REQUIRED TASK: Render each line of the entries below as a row in a Markdown table with two columns, Row and Line, leaving out blank lines and the pictures.

INPUT DATA:

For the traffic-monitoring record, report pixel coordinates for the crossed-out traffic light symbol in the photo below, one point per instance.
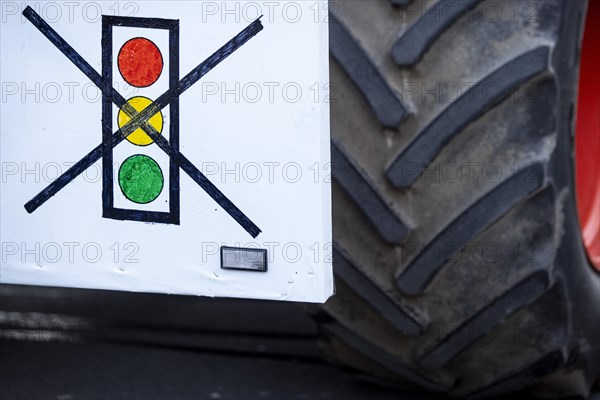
(137, 125)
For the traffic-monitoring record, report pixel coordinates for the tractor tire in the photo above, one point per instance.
(457, 250)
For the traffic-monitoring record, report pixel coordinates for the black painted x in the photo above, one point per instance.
(140, 120)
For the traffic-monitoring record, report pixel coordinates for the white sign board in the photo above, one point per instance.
(168, 147)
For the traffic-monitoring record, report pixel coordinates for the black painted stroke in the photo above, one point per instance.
(141, 118)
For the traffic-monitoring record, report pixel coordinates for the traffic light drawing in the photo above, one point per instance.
(140, 63)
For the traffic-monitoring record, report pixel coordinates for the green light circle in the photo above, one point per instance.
(141, 179)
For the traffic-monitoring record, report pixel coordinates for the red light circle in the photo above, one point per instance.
(140, 62)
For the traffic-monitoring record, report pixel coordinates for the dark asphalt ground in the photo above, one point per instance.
(71, 344)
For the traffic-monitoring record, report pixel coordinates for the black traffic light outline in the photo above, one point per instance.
(141, 119)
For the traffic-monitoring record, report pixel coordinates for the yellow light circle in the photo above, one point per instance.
(139, 137)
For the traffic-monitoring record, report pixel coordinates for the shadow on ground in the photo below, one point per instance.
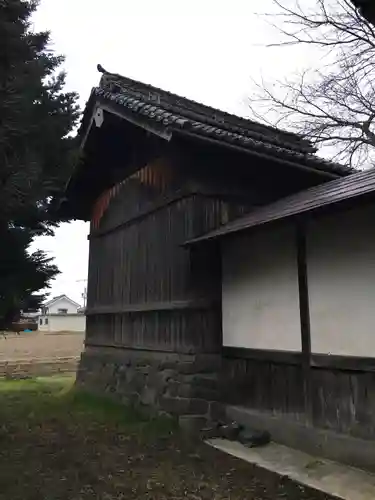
(58, 443)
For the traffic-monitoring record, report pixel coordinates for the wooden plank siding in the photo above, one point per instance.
(145, 290)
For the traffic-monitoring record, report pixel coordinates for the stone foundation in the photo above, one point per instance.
(185, 386)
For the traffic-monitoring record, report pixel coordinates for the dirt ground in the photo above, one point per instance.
(59, 444)
(37, 345)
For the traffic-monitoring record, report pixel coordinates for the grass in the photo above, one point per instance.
(57, 443)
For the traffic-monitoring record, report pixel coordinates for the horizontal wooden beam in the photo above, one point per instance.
(153, 306)
(285, 357)
(153, 208)
(343, 363)
(318, 361)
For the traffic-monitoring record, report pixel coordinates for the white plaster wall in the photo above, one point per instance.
(341, 278)
(260, 290)
(63, 322)
(62, 304)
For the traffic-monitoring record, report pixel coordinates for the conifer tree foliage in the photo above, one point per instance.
(37, 151)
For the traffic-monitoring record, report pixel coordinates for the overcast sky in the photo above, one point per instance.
(207, 50)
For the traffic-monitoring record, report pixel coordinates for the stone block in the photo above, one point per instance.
(184, 406)
(217, 412)
(148, 396)
(192, 424)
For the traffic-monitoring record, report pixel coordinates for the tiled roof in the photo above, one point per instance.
(329, 193)
(175, 113)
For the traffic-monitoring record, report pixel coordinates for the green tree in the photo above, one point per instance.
(37, 150)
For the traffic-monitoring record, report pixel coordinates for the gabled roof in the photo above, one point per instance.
(172, 114)
(60, 297)
(330, 193)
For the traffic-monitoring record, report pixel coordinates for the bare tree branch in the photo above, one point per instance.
(333, 105)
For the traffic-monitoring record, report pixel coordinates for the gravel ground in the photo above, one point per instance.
(57, 444)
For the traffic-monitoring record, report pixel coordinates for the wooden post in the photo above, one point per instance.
(304, 308)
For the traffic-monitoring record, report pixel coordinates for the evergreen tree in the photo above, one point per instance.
(36, 150)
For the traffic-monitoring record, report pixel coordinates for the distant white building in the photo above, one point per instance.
(62, 314)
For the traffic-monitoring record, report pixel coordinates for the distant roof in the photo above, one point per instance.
(59, 297)
(329, 193)
(174, 113)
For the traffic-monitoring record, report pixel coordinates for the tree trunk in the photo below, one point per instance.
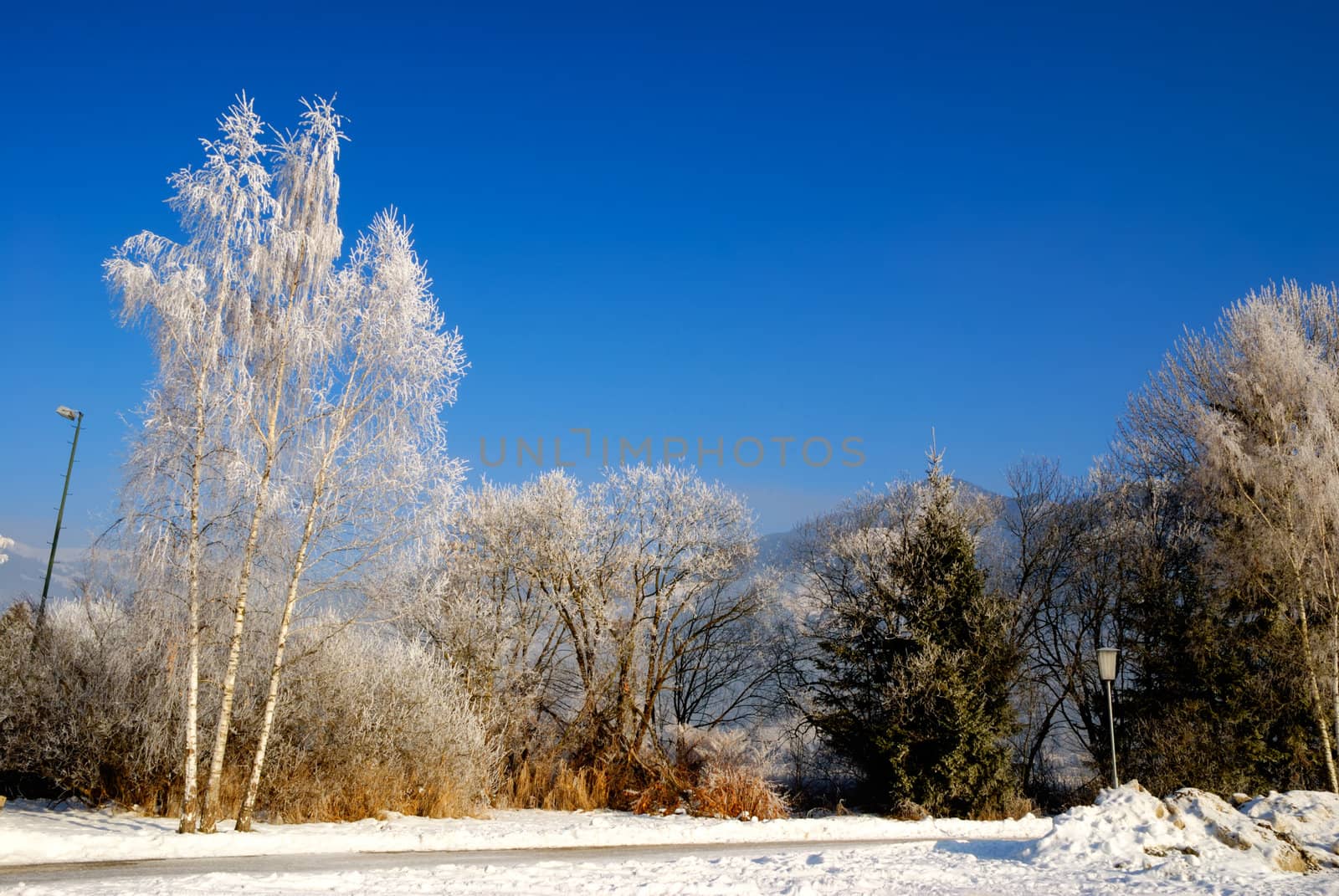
(209, 820)
(189, 801)
(248, 808)
(1316, 702)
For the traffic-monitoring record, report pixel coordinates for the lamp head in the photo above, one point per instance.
(1106, 663)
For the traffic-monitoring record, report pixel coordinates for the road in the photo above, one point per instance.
(90, 872)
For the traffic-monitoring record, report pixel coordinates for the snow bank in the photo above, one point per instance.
(1185, 836)
(1309, 816)
(33, 833)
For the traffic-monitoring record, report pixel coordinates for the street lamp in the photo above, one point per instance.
(70, 414)
(1106, 668)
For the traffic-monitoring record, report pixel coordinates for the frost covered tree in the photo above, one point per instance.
(1249, 414)
(296, 403)
(193, 299)
(593, 599)
(911, 677)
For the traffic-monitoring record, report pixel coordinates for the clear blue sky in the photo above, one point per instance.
(702, 221)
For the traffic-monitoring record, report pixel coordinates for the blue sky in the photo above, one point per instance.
(702, 221)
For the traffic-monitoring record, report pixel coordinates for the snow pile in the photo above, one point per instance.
(1118, 831)
(33, 833)
(1311, 817)
(1180, 836)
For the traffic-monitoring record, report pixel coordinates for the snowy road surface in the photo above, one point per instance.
(1128, 844)
(930, 867)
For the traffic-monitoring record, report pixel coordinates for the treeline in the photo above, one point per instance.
(303, 614)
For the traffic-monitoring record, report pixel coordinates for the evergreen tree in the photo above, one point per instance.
(914, 658)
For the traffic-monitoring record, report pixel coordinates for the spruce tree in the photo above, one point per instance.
(914, 655)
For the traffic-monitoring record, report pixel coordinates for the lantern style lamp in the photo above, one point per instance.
(1106, 670)
(77, 418)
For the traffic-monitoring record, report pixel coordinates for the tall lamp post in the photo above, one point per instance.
(70, 414)
(1106, 668)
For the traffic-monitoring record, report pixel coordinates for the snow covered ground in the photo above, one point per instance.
(1129, 842)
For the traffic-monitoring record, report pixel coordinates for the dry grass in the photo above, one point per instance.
(734, 791)
(556, 786)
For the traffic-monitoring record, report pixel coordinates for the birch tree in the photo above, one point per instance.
(191, 296)
(1249, 412)
(368, 479)
(303, 397)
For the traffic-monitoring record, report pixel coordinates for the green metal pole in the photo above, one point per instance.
(1111, 724)
(60, 513)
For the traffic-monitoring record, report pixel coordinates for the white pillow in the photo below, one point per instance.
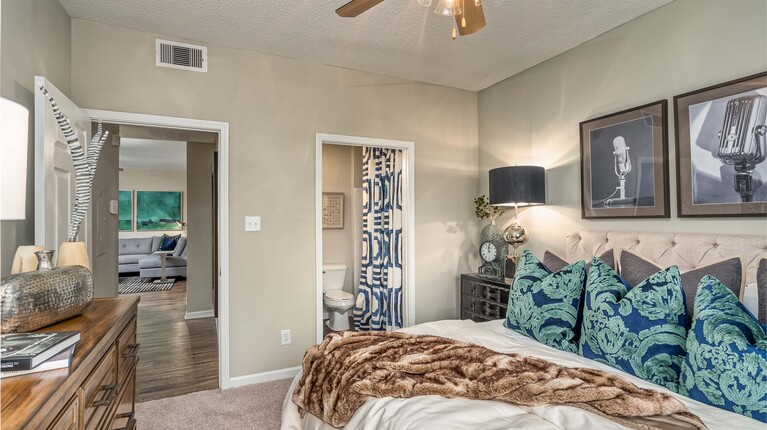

THE OUTPUT:
| Row | Line |
|---|---|
| 1 | For the traffic-monitoring record, report pixel coordinates for the crossed-out traffic light symbol in the photo below, one point per instance. |
| 2 | (137, 125) |
| 3 | For the traffic-monitoring record, report pixel coordinates for the tractor tire in the photo above, one point per instance. |
| 4 | (457, 250) |
| 5 | For the traffic-monitoring record, report pixel coordinates for the black painted x in the photo above, one point per instance. |
| 6 | (140, 120) |
| 7 | For the traffic-monitoring record, report pixel coordinates for the white sign board in the photo above, one point per instance. |
| 8 | (168, 147) |
| 9 | For the traffic-monitoring record, report pixel coordinates for the black painted stroke in the photo above, one point per instance. |
| 10 | (141, 118) |
| 11 | For the traffic-monitoring record, report pixel coordinates for the traffic light drawing in the photo above, one point per instance. |
| 12 | (140, 63) |
| 13 | For the traffic-monitoring record, report pixel coordinates for the green light circle in the photo above, one point per instance. |
| 14 | (141, 179) |
| 15 | For the traffic-monitoring record, report pixel coordinates for the red light circle in the photo above, one point per instance. |
| 16 | (140, 62) |
| 17 | For the traffic-monitoring record, report pixel coordinates for the dark asphalt ground in the photo above, one point per instance. |
| 18 | (71, 344) |
| 19 | For the traffic-monitoring record, report pixel coordinates for the black traffic light outline in the photo above, one point per instance. |
| 20 | (141, 119) |
| 21 | For the traffic-monitoring record, report pixel coordinates for the yellow light circle in the photo above, one point per instance. |
| 22 | (139, 137) |
| 23 | For the traffic-monitoring record, report pixel coordinates for the shadow on ground in the photo below, one point per instance. |
| 24 | (58, 443) |
| 25 | For the traffic-monitoring record, report pixel coordinates for the wooden plank siding in the photo above, one point per instance. |
| 26 | (145, 290) |
| 27 | For the traffic-monitoring record, report pixel coordinates for the stone foundation in the photo above, one point per instance. |
| 28 | (185, 386) |
| 29 | For the traffic-monitoring record, report pixel coordinates for the dirt ground in the photo above, one point per instance. |
| 30 | (59, 444) |
| 31 | (37, 345) |
| 32 | For the traffic-monitoring record, report pixel coordinates for the grass in the photo above, one point per instance. |
| 33 | (57, 443) |
| 34 | For the traffic-monitoring record, report pixel coordinates for the horizontal wooden beam in the photo above, one point per instance. |
| 35 | (153, 306) |
| 36 | (285, 357) |
| 37 | (153, 208) |
| 38 | (343, 363) |
| 39 | (318, 361) |
| 40 | For the traffic-monitoring record, report pixel coordinates for the white plaster wall in the photo above, one point per instance. |
| 41 | (341, 278) |
| 42 | (260, 290) |
| 43 | (63, 322) |
| 44 | (62, 304) |
| 45 | For the traffic-monitoring record, report pixel coordinates for the conifer tree foliage in the photo above, one point per instance. |
| 46 | (37, 151) |
| 47 | For the traffic-monitoring record, report pixel coordinates for the overcast sky in the photo above, one point per instance. |
| 48 | (207, 50) |
| 49 | For the traffic-monitoring record, report pixel coordinates for the stone block in the photo above, one point per instance. |
| 50 | (184, 406) |
| 51 | (217, 412) |
| 52 | (148, 396) |
| 53 | (192, 424) |
| 54 | For the traffic-monitoring record, report pixel coordinates for the tiled roof in the photo above, one point per instance. |
| 55 | (329, 193) |
| 56 | (175, 113) |
| 57 | For the traffic-monitoring record, report pixel coordinates for the green tree in the photo above, one point per instance. |
| 58 | (37, 150) |
| 59 | For the traffic-monitoring record, report pixel coordinates for the gabled roof in the photo above, one point per instance. |
| 60 | (172, 114) |
| 61 | (60, 297) |
| 62 | (330, 193) |
| 63 | For the traffic-monitoring record, report pixel coordinates for the bare tree branch in the photo above, one point per instance. |
| 64 | (333, 105) |
| 65 | For the traffic-monitoring record, report pixel coordinates for the gravel ground in the photo above, one point per instance. |
| 66 | (57, 444) |
| 67 | For the traffic-monitoring record, report pixel coordinates for the wooden post in the photo above, one point per instance. |
| 68 | (304, 308) |
| 69 | For the traffic-monitoring record, report pixel coordinates for the evergreen tree in the photo above, one point per instance. |
| 70 | (36, 150) |
| 71 | For the traffic-monitoring record, report pixel coordinates for the distant white building in the photo above, one point per instance. |
| 72 | (62, 314) |
| 73 | For the traffic-monitoring record, report pixel coordinates for the distant roof in the photo above, one point per instance. |
| 74 | (59, 297) |
| 75 | (329, 193) |
| 76 | (174, 113) |
| 77 | For the traffic-monitoring record, report pixel coordinates for the tree trunk in the photo below, one point per instance. |
| 78 | (209, 820) |
| 79 | (189, 801) |
| 80 | (248, 808) |
| 81 | (1316, 702) |
| 82 | For the traffic-monitoring record, report pixel coordinates for the lamp head in the photo above, one point per instance. |
| 83 | (1106, 663) |
| 84 | For the traffic-monitoring record, report pixel coordinates for the road in the photo above, one point per instance. |
| 85 | (90, 872) |
| 86 | For the traffic-monitoring record, report pixel coordinates for the snow bank in the photo above, one point per instance. |
| 87 | (1185, 836) |
| 88 | (1309, 816) |
| 89 | (33, 833) |
| 90 | For the traffic-monitoring record, report pixel coordinates for the street lamp in the photo above, one point per instance. |
| 91 | (70, 414) |
| 92 | (1106, 668) |
| 93 | For the traffic-monitoring record, report pixel coordinates for the frost covered tree in the photo above, one point per instance. |
| 94 | (1249, 414) |
| 95 | (296, 403) |
| 96 | (193, 299) |
| 97 | (593, 599) |
| 98 | (911, 677) |
| 99 | For the traffic-monitoring record, report pixel coordinates for the clear blue sky in the photo above, one point per instance. |
| 100 | (702, 221) |
| 101 | For the traffic-monitoring record, report pixel coordinates for the blue sky in the photo above, one point per instance. |
| 102 | (702, 221) |
| 103 | For the traffic-monitoring record, report pixel coordinates for the snow pile in the photo above, one point per instance. |
| 104 | (1118, 831) |
| 105 | (33, 833) |
| 106 | (1311, 817) |
| 107 | (1180, 836) |
| 108 | For the traffic-monitoring record, report pixel coordinates for the snowy road surface in the photo above, one point per instance. |
| 109 | (1128, 844) |
| 110 | (930, 867) |
| 111 | For the traffic-monitoring record, report pixel coordinates for the treeline in the photo above, one point per instance. |
| 112 | (303, 614) |
| 113 | For the traffic-monitoring record, report pixel coordinates for the evergreen tree in the photo above, one point per instance. |
| 114 | (914, 658) |
| 115 | For the traffic-monitoring record, report pixel coordinates for the spruce tree in the photo above, one point per instance. |
| 116 | (914, 655) |
| 117 | For the traffic-monitoring record, report pixel coordinates for the lantern style lamp in the photo above, one point per instance. |
| 118 | (1106, 670) |
| 119 | (77, 418) |
| 120 | For the traffic-monitoring record, report pixel coordinates for the tall lamp post in the photo above, one point per instance. |
| 121 | (70, 414) |
| 122 | (1106, 668) |
| 123 | For the traffic-monitoring record, report pixel coordinates for the snow covered ground in the photo above, one point per instance. |
| 124 | (1129, 842) |
| 125 | For the traffic-monitoring record, report pixel coordinates for the dry grass in the photo above, one point per instance. |
| 126 | (734, 791) |
| 127 | (556, 786) |
| 128 | For the traffic-monitoring record, report pixel coordinates for the birch tree in the photo above, one point per instance. |
| 129 | (191, 296) |
| 130 | (1249, 412) |
| 131 | (368, 479) |
| 132 | (303, 397) |
| 133 | For the traffic-monitoring record, report pixel coordinates for the green metal pole in the photo above, one point per instance. |
| 134 | (1111, 724) |
| 135 | (60, 513) |
| 136 | For the traffic-monitoring record, report pixel coordinates for the white pillow in the photo below, one point per instance. |